In my setup I use multiple agents like Claude Code and Codex, and Zed’s ACP support makes it pretty nice to manage them all as “threads” in one place. Worktree switching also feels much smoother.
Overall the experience was pretty good, but the way the agent and editor are integrated still feels a bit lacking, and tab completion is the big one for me. Cursor’s tab completion is still the best I’ve used.
So now I’m using both. For work that needs a lot of focus and careful iteration, I use Cursor. For things that are easy to split into worktrees and hand off to agents, I use Zed with Claude/Codex.
Every MAG 7 / FAANG company already has more users and more data...
That's not a moat.
That's traction.
That's Y.
What's wrong with using very short sentences like 'That's not X. That's Y.'?
Plus you are always running the risk of being rude and insulting when incorrectly labeling text actually written by humans as slop — making a jackass of yourself — and opening yourself up to being trolled by humans purposefully inserting em-dashes and catch phrases just to trigger you. That's not clever. That's gullible.
How much cognitive and physical effort and time do you put into trying to figure out if everything you read is slop, then complaining about it? If that's your job or calling in life, you could be easily replaced with AI. Find something more creative to do with your time.
If you really object to low effort slop, and not just relish it as an opportunity to whine, then how about instead of posting low effort whines about slop, you put in the actual effort to do something about it, and rewrite the slop in a way that won't trigger your slop detector, then post that instead, to train AI not to write slop.
Is your problem that it's slop, or that it's AI generated? Because your whining about low effort AI generated slop without contributing to the conversation or addressing the point of the comment you're replying to is just low effort human generated slop.
Please don't post slop while complaining about slop.

(Stored data entries)

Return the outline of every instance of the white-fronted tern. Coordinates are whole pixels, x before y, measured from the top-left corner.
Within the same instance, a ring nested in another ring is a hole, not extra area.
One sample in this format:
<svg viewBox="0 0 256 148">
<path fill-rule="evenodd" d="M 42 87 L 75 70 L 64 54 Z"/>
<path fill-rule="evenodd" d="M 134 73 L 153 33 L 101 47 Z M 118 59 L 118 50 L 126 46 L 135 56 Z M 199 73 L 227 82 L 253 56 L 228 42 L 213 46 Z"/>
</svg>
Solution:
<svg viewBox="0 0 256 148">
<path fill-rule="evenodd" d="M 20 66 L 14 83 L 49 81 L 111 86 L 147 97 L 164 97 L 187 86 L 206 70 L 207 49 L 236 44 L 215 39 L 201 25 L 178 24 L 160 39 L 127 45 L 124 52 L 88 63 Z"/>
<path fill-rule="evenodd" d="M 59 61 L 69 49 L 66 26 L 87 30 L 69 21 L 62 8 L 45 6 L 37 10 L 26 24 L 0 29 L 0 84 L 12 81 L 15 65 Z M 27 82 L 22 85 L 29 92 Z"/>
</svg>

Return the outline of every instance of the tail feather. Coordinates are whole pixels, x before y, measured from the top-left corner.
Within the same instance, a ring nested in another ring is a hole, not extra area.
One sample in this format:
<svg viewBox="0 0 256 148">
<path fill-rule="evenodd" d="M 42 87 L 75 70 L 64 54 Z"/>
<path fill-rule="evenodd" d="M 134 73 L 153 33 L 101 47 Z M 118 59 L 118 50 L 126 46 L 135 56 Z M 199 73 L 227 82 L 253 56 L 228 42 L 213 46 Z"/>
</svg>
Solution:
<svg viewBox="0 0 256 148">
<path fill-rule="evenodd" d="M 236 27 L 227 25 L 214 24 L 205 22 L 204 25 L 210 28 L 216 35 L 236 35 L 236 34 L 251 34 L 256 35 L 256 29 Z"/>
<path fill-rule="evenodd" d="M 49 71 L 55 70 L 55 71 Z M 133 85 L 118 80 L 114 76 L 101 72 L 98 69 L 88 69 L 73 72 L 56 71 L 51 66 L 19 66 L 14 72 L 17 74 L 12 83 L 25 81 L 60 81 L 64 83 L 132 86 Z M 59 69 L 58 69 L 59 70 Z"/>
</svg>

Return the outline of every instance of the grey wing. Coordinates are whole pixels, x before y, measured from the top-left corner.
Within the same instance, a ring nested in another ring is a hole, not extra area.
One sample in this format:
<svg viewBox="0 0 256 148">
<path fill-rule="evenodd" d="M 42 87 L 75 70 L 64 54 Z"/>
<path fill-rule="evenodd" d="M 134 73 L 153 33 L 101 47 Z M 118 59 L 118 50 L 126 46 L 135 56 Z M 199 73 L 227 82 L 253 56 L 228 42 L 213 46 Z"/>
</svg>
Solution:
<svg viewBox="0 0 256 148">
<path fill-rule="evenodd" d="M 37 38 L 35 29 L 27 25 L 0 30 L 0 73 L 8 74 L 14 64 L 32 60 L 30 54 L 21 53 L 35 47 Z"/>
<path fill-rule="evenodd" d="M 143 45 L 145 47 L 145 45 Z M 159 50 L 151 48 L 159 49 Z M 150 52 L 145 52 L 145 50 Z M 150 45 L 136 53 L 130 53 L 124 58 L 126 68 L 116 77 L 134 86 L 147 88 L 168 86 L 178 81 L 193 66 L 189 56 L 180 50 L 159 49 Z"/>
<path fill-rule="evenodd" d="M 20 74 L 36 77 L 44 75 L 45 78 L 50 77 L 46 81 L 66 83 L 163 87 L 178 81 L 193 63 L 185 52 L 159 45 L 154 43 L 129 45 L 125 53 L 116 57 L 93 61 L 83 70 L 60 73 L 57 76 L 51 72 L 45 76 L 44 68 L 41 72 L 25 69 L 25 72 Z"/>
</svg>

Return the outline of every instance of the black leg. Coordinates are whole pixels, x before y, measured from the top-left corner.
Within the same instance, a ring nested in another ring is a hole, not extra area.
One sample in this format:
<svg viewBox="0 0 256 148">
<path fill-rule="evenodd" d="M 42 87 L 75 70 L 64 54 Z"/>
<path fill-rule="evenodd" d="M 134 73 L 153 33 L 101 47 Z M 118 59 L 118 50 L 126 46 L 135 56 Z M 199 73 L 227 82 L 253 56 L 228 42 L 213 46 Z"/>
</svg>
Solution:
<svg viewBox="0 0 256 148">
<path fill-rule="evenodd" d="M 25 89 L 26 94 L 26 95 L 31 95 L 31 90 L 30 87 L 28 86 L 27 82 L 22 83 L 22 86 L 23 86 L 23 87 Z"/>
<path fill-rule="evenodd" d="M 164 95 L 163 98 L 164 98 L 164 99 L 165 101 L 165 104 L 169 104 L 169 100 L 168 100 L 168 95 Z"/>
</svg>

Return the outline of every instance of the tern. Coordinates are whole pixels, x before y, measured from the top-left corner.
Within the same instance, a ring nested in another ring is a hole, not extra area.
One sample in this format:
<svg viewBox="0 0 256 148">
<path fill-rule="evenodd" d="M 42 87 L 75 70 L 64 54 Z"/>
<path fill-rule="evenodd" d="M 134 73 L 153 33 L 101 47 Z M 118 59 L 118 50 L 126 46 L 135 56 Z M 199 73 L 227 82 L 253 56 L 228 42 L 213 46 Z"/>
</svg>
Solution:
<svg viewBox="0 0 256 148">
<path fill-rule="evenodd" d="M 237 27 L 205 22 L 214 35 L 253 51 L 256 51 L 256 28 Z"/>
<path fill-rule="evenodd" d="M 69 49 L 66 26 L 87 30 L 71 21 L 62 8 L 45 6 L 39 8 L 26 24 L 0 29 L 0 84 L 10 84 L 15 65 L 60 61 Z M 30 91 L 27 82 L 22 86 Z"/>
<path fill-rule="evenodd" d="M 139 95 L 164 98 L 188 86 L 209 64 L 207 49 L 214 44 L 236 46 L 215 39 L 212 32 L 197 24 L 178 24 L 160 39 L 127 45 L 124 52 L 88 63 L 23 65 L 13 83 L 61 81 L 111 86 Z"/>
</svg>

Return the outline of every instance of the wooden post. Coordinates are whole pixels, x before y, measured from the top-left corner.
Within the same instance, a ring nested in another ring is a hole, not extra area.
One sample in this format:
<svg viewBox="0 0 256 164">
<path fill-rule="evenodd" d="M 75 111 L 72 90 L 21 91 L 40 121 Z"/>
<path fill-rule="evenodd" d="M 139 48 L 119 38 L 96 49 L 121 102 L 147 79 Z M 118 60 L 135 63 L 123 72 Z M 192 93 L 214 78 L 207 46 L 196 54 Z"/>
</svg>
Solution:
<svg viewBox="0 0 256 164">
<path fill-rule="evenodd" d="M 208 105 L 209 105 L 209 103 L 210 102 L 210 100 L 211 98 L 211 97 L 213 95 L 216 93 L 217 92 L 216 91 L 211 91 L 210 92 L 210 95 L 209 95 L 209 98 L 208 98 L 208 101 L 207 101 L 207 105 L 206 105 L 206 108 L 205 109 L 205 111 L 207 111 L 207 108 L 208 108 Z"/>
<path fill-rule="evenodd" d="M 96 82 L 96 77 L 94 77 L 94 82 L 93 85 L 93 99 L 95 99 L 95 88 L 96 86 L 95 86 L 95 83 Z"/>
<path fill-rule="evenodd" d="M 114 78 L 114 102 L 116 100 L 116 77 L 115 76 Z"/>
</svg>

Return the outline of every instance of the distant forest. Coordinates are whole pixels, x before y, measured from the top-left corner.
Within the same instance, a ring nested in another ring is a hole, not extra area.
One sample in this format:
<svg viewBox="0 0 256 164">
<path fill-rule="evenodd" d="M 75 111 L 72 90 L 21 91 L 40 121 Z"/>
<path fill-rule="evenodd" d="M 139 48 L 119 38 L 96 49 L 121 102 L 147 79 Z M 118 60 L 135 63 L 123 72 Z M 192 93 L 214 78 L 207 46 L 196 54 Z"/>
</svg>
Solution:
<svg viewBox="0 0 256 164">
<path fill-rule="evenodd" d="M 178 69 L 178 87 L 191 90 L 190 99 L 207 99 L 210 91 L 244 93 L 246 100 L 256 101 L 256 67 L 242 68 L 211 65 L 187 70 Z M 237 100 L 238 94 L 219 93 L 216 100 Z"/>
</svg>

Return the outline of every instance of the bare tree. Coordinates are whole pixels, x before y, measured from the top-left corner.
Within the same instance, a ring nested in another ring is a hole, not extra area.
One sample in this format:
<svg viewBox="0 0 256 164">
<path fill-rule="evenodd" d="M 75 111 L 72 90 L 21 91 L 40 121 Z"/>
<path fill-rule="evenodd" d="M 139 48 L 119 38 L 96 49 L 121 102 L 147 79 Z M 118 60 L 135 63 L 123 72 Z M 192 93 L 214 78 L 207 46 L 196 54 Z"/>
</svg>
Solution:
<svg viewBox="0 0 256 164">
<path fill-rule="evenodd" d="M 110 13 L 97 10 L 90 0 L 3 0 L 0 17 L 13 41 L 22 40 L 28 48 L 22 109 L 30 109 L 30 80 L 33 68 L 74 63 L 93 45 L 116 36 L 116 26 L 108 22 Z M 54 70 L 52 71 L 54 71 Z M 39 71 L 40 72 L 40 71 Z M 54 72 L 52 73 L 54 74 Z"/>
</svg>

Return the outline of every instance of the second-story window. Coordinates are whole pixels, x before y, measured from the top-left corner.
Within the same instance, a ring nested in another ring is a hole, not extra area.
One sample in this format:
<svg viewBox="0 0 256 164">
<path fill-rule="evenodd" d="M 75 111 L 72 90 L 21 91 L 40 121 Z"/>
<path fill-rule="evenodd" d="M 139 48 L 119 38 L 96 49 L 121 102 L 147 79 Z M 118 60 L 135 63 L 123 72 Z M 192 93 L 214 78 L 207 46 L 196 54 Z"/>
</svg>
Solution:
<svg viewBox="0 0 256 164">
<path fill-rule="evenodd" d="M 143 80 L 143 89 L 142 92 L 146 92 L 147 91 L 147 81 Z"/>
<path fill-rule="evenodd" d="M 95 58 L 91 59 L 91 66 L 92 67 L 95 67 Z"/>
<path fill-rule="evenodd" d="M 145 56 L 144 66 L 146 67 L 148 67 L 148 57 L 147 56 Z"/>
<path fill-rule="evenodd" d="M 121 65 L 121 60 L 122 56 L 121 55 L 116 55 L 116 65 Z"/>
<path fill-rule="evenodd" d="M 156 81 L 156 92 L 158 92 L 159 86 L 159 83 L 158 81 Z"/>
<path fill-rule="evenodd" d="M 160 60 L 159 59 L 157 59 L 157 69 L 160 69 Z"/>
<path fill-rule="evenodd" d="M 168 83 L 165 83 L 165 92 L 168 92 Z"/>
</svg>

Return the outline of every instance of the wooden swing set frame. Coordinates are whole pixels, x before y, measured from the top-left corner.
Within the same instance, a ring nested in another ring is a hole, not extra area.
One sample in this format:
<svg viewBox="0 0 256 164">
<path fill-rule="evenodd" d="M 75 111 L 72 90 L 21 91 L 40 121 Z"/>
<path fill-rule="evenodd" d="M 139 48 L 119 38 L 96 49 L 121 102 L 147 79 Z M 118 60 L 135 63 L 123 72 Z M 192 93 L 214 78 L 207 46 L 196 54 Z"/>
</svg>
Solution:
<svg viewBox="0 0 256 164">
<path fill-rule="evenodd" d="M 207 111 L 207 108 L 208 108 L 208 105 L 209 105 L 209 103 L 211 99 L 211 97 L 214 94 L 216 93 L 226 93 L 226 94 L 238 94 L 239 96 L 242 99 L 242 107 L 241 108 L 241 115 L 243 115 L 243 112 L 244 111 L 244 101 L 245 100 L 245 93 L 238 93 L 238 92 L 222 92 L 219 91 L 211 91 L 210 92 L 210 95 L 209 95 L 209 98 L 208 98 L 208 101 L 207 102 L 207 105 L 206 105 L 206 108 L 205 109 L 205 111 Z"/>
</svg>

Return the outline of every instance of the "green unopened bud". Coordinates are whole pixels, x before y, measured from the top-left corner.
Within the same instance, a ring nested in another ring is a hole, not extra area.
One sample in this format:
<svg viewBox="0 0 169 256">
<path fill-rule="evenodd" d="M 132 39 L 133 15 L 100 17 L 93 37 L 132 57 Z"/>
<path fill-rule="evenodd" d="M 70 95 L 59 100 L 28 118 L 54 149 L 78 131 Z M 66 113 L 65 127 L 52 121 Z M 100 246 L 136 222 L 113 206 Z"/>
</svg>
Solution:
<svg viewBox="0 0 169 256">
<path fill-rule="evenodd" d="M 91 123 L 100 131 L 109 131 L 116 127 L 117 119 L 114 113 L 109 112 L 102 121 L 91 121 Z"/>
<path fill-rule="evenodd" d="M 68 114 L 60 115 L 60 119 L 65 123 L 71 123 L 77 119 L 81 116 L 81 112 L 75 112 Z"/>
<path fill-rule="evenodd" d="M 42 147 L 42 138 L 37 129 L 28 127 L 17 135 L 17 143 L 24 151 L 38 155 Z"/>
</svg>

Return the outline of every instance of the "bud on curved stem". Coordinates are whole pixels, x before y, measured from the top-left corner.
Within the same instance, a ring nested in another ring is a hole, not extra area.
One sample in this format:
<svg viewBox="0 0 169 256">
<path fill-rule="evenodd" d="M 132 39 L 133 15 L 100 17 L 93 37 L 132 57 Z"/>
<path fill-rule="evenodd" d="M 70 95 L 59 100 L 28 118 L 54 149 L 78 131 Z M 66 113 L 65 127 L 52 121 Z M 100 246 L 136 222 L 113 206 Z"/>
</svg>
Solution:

== Exercise prompt ==
Extract the passage of the forum thread from "In my setup" to "Zed with Claude/Codex.". This material comes from a separate source.

== Task answer ==
In my setup I use multiple agents like Claude Code and Codex, and Zed’s ACP support makes it pretty nice to manage them all as “threads” in one place. Worktree switching also feels much smoother.
Overall the experience was pretty good, but the way the agent and editor are integrated still feels a bit lacking, and tab completion is the big one for me. Cursor’s tab completion is still the best I’ve used.
So now I’m using both. For work that needs a lot of focus and careful iteration, I use Cursor. For things that are easy to split into worktrees and hand off to agents, I use Zed with Claude/Codex.